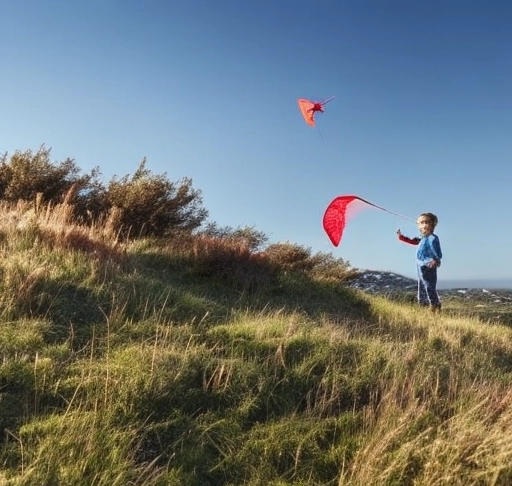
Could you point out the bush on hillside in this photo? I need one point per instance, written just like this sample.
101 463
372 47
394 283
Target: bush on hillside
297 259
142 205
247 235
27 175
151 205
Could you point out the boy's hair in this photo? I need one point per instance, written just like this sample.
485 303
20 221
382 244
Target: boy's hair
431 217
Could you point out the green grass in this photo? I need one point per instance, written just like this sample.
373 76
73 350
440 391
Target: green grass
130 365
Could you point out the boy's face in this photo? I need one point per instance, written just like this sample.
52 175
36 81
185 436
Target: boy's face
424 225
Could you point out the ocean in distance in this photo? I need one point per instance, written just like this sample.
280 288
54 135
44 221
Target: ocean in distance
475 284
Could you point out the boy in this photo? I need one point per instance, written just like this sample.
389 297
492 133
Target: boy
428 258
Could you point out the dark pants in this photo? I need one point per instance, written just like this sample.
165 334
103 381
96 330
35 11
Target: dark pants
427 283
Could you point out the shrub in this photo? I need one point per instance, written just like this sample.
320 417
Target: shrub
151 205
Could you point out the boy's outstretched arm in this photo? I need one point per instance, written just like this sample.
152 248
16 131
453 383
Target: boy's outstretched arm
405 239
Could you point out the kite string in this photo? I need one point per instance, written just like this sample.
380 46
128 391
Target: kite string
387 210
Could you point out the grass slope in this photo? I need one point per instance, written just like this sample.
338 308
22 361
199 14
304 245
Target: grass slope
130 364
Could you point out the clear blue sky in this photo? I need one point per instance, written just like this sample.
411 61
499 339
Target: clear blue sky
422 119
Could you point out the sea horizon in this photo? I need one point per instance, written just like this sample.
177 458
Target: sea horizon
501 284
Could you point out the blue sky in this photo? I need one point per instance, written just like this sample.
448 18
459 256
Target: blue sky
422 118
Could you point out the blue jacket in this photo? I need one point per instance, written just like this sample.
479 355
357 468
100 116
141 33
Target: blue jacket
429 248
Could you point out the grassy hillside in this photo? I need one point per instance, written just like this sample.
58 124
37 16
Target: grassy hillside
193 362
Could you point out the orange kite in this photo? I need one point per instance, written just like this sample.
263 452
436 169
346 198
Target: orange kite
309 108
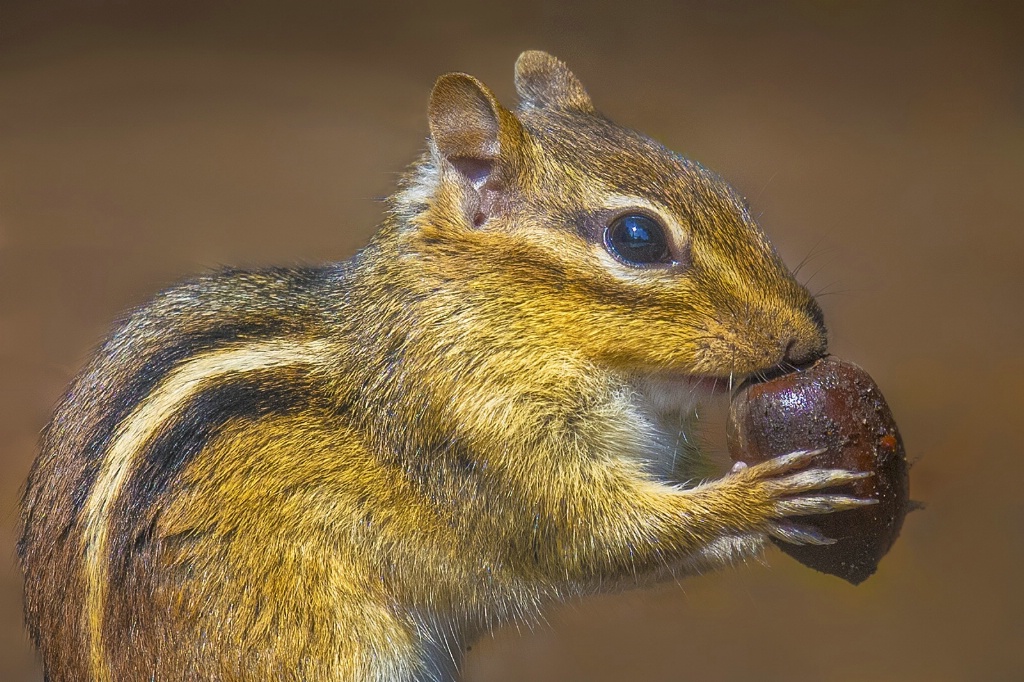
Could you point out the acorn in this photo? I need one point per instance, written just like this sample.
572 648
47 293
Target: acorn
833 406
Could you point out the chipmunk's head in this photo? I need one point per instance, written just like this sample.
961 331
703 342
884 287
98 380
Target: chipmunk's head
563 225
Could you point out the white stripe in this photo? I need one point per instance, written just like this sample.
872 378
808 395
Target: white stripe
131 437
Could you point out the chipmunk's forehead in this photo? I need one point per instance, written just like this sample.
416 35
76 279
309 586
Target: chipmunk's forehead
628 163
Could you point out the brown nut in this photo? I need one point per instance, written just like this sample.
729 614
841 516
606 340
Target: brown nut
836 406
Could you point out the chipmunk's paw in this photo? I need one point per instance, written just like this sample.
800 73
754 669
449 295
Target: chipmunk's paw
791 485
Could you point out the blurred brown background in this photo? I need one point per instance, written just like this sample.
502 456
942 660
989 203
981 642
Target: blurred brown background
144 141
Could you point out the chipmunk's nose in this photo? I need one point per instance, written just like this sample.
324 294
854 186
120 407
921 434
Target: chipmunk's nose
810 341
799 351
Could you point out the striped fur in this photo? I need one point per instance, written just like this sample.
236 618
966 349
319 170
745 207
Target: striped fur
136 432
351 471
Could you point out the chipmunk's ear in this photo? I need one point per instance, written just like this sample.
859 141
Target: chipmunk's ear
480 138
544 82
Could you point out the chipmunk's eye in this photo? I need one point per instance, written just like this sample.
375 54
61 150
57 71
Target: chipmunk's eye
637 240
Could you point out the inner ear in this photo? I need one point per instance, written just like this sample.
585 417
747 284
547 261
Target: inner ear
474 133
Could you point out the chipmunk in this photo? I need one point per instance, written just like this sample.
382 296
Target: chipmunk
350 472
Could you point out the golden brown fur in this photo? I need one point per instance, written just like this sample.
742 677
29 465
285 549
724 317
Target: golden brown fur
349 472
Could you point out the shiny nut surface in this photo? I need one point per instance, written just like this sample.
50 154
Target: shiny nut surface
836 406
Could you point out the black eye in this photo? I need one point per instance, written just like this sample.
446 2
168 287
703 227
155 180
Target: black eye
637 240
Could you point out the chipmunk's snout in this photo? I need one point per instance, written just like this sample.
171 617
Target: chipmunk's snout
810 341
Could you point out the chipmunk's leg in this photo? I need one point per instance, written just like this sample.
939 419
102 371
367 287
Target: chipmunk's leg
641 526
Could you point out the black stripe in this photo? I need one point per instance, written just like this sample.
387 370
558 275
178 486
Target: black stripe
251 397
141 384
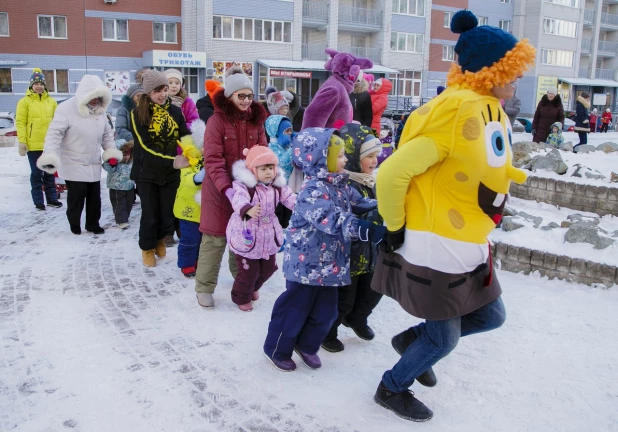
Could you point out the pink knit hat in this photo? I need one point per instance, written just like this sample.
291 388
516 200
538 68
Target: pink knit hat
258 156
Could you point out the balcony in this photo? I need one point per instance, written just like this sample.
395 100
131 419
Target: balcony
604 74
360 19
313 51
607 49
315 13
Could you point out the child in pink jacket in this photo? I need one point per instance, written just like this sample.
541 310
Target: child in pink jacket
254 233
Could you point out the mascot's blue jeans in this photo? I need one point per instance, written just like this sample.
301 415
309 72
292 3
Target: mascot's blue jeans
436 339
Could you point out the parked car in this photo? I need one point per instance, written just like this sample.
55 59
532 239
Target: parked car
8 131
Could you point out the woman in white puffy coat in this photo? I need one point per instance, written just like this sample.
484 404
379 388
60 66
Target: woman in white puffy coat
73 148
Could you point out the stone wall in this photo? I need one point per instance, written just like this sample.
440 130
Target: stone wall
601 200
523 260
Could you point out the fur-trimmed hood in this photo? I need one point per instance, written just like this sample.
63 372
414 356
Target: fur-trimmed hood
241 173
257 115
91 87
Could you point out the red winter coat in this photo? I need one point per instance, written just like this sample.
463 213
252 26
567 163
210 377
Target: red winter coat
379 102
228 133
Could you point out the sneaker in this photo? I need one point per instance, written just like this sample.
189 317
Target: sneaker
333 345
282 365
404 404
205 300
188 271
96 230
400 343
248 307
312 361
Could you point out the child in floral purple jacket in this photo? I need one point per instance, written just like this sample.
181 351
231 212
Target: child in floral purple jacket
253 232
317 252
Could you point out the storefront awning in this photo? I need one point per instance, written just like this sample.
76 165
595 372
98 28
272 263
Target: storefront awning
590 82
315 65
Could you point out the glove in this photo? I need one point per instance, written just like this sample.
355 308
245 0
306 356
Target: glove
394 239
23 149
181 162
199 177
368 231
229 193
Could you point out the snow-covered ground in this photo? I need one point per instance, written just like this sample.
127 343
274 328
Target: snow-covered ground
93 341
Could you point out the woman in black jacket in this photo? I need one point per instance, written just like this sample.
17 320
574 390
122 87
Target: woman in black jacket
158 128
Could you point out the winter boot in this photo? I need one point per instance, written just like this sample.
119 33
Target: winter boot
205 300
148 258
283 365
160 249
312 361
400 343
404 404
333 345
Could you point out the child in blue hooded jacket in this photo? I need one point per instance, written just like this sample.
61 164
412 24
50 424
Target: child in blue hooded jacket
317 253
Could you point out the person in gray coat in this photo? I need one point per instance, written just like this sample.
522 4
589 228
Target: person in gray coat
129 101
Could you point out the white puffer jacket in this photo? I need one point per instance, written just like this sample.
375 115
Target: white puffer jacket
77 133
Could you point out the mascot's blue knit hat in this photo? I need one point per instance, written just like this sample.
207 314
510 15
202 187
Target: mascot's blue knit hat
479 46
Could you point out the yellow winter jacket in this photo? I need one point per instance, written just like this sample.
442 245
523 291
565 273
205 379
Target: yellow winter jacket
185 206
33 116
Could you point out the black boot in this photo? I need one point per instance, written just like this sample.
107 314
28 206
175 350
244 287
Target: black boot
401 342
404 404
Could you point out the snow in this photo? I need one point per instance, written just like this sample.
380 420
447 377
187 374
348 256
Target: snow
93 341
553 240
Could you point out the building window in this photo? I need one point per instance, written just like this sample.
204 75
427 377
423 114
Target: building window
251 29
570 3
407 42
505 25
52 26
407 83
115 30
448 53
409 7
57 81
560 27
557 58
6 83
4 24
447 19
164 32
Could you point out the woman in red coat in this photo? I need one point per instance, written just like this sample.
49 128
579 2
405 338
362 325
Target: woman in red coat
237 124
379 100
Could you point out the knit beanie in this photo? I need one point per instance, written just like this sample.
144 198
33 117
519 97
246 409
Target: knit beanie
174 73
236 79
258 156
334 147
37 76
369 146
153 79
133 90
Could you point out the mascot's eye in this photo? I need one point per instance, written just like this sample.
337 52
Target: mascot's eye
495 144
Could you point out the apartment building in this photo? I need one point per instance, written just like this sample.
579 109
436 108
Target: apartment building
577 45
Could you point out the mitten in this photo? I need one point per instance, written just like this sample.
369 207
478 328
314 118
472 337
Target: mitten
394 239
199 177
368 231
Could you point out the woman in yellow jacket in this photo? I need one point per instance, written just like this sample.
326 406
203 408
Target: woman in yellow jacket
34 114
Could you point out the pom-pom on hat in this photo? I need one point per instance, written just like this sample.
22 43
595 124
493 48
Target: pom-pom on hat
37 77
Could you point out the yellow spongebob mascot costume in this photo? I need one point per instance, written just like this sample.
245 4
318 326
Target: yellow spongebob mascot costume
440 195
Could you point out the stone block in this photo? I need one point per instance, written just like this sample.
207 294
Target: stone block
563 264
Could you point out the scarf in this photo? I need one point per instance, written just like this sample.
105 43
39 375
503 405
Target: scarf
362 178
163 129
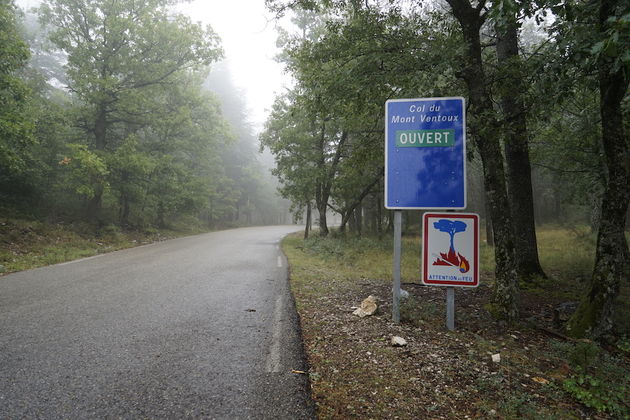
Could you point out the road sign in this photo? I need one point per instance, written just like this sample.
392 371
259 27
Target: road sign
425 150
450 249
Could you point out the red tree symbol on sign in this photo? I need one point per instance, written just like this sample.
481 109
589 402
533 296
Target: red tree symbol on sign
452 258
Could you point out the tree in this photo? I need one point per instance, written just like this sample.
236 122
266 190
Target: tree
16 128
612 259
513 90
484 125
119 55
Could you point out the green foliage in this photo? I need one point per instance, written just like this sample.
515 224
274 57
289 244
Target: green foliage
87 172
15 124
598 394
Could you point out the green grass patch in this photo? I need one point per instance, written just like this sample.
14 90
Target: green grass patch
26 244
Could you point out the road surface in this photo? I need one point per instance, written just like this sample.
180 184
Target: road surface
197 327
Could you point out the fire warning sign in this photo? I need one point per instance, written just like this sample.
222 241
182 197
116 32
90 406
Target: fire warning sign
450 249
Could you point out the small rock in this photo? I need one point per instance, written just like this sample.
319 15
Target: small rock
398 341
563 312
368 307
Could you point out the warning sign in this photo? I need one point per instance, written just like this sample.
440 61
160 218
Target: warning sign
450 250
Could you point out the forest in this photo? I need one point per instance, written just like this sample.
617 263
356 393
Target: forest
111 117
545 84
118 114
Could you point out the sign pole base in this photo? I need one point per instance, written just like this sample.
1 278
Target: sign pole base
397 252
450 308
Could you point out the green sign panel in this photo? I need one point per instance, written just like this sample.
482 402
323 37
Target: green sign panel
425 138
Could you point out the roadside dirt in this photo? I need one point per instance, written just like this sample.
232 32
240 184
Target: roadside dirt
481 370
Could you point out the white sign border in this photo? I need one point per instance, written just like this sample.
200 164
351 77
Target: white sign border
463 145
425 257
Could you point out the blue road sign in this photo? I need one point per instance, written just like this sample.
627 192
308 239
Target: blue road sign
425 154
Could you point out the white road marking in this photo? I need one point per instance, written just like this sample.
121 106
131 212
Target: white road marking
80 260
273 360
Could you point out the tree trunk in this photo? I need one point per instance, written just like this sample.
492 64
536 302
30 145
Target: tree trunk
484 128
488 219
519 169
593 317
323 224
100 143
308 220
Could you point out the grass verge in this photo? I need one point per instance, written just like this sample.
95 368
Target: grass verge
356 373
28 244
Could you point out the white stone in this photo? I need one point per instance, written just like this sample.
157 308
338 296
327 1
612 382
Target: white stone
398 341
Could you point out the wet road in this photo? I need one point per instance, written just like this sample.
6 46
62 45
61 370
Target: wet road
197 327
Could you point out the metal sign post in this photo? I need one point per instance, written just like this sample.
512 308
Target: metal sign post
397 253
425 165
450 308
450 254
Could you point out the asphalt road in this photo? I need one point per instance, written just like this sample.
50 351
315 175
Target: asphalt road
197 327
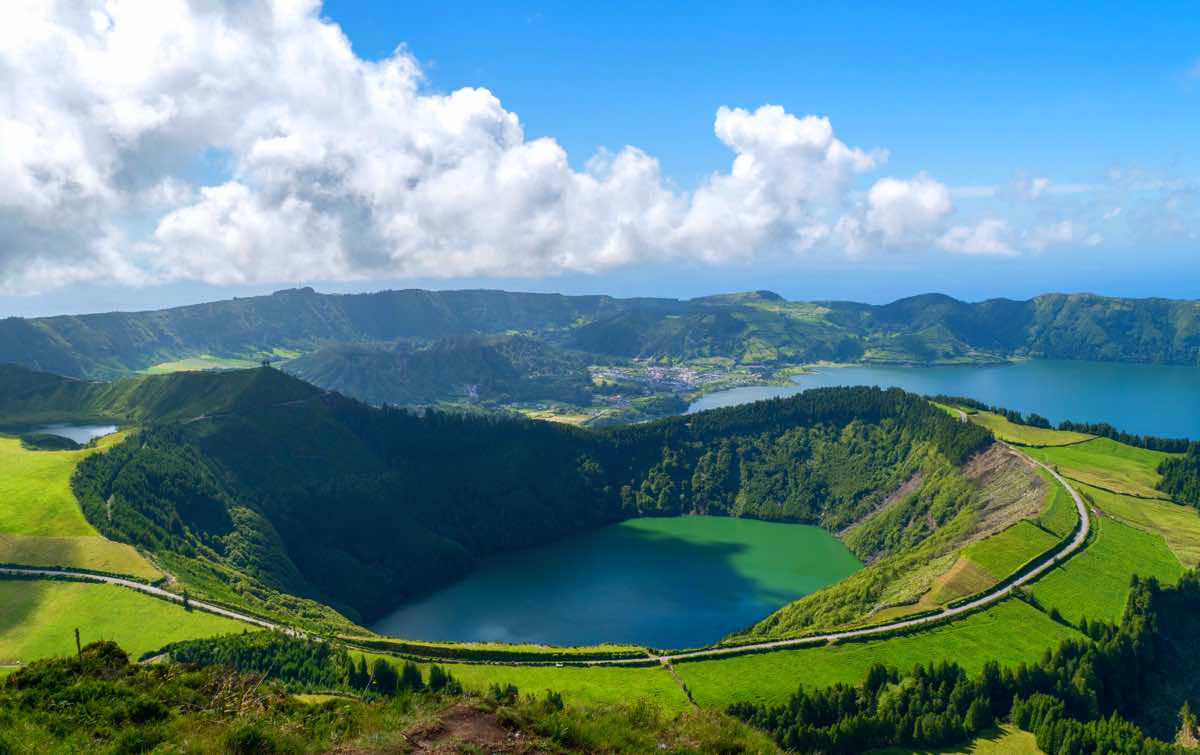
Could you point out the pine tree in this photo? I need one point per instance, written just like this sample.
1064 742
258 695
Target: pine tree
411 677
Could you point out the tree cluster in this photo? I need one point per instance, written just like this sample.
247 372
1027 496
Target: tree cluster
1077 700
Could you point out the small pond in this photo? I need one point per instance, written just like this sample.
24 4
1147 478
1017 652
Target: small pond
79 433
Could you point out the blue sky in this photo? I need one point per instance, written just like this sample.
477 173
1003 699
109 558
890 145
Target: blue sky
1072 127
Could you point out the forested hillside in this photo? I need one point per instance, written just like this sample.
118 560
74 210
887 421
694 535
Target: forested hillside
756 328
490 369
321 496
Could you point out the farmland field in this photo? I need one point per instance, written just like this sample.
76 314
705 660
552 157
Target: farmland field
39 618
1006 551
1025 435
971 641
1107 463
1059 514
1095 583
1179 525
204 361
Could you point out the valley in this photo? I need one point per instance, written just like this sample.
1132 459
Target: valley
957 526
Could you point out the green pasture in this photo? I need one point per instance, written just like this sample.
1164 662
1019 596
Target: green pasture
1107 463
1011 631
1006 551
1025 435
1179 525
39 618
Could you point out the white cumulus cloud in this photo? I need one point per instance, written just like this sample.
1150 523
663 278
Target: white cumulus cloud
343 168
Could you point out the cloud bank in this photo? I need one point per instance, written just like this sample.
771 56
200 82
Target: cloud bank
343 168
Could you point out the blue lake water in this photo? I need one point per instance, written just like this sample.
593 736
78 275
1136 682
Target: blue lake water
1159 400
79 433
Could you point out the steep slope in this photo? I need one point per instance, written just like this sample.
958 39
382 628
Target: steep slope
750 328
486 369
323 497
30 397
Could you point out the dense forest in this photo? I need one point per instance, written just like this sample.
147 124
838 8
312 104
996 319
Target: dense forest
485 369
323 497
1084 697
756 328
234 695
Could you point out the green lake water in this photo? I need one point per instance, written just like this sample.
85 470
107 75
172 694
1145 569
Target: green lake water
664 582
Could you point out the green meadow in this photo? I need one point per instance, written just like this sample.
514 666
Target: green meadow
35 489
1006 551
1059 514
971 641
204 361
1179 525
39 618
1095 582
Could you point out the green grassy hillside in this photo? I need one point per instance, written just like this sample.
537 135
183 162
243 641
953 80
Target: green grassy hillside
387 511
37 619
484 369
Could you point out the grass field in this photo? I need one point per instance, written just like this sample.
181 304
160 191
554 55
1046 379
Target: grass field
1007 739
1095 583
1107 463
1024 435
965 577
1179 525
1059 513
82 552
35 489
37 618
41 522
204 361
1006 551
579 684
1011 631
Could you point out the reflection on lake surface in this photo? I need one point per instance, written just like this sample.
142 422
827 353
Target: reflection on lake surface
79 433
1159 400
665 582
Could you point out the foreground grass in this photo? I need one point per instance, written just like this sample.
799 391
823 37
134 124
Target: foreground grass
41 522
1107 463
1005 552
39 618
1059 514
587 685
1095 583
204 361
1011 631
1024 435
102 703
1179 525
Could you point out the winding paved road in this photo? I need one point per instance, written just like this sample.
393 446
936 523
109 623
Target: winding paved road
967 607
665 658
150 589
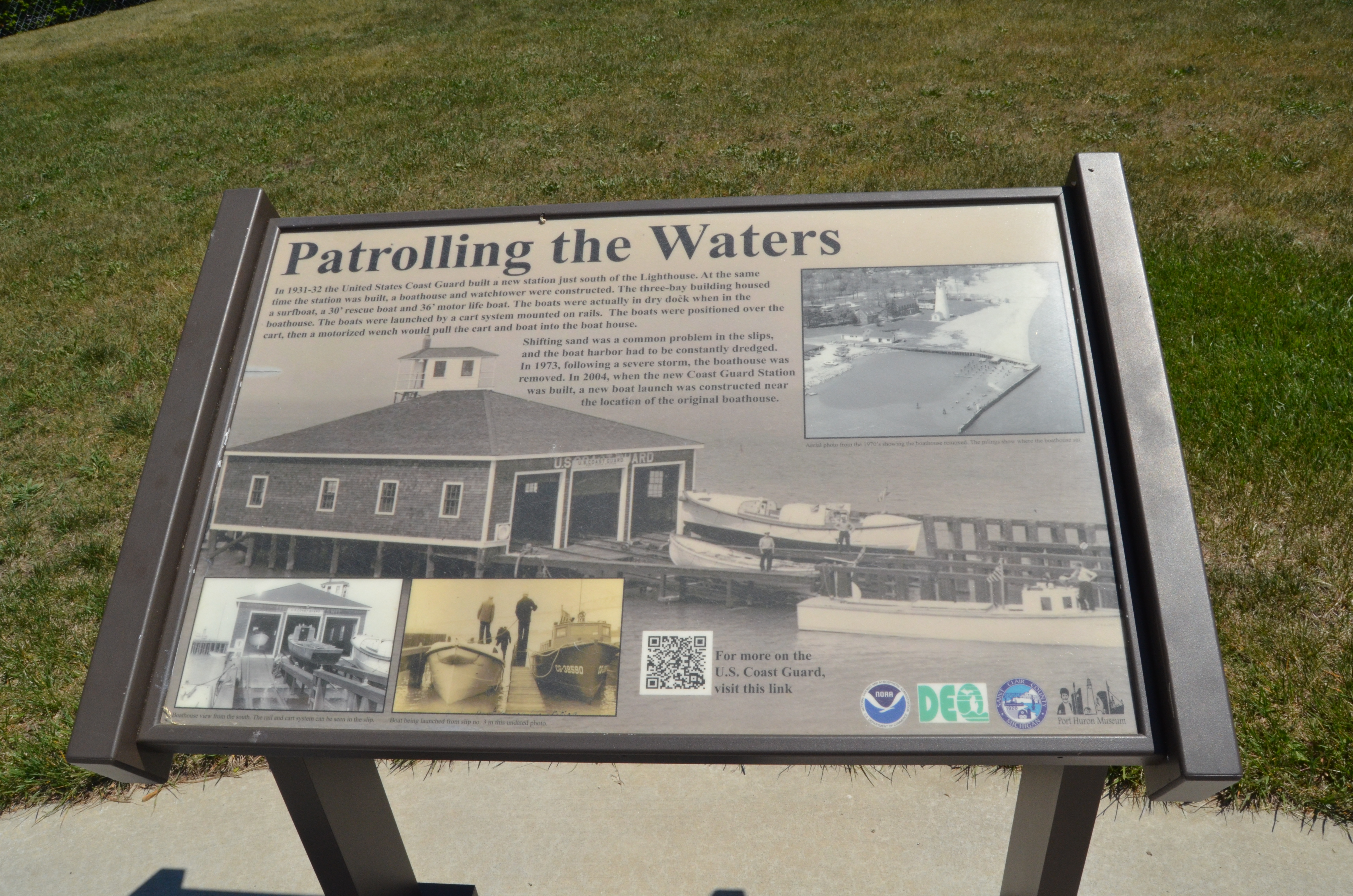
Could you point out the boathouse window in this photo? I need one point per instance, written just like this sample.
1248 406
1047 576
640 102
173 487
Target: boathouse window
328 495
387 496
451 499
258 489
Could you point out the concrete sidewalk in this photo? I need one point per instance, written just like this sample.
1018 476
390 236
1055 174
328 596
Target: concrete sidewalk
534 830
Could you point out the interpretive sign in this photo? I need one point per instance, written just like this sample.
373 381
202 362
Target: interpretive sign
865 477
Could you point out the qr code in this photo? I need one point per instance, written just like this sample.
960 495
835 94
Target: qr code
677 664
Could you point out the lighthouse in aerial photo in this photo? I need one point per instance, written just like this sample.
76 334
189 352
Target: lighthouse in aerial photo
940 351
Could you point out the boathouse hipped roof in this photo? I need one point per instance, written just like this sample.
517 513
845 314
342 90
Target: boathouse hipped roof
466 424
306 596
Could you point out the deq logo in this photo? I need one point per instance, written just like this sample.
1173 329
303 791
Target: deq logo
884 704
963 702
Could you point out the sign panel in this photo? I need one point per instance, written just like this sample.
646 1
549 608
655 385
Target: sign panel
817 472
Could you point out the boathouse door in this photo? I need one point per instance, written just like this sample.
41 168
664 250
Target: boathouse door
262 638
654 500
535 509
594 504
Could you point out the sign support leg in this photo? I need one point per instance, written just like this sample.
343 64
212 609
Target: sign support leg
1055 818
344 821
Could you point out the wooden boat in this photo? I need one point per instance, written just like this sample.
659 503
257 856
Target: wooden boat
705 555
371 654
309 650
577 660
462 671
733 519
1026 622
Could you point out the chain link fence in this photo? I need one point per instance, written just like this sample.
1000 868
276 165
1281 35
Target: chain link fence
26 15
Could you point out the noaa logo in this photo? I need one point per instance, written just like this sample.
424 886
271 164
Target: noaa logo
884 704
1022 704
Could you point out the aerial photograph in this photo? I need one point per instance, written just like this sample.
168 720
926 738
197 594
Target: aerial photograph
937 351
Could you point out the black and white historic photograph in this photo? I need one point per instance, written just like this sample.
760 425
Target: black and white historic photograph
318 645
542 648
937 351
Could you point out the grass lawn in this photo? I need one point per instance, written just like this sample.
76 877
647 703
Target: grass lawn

------------------------

What to do: Repeat exactly, and only, the lines from the one containing "Could you point out the chain" through the end of the material.

Solution to this task:
Could you point out the chain link fence in this photo? I need one point per instance, written just like this sample.
1000 868
276 165
1281 35
Target: chain link fence
26 15
Could you point out the noaa logo in this photo? I need one point per instance, written just like this sample.
424 886
271 164
Target: noaa logo
884 704
1022 704
Could you point out the aerial photograph in this photo? I need one point per instance, written just like this sample.
168 720
926 738
197 594
Target: aerial photograph
937 351
Could you point out the black and white historic photograph in this photo? I need one point per instance, written just like this sample.
760 425
Target: black and white historic photograph
318 645
542 648
937 351
Could you point out the grass lawn in this photo? I need one point per instance, written just like this sample.
76 877
647 703
Target: grass lawn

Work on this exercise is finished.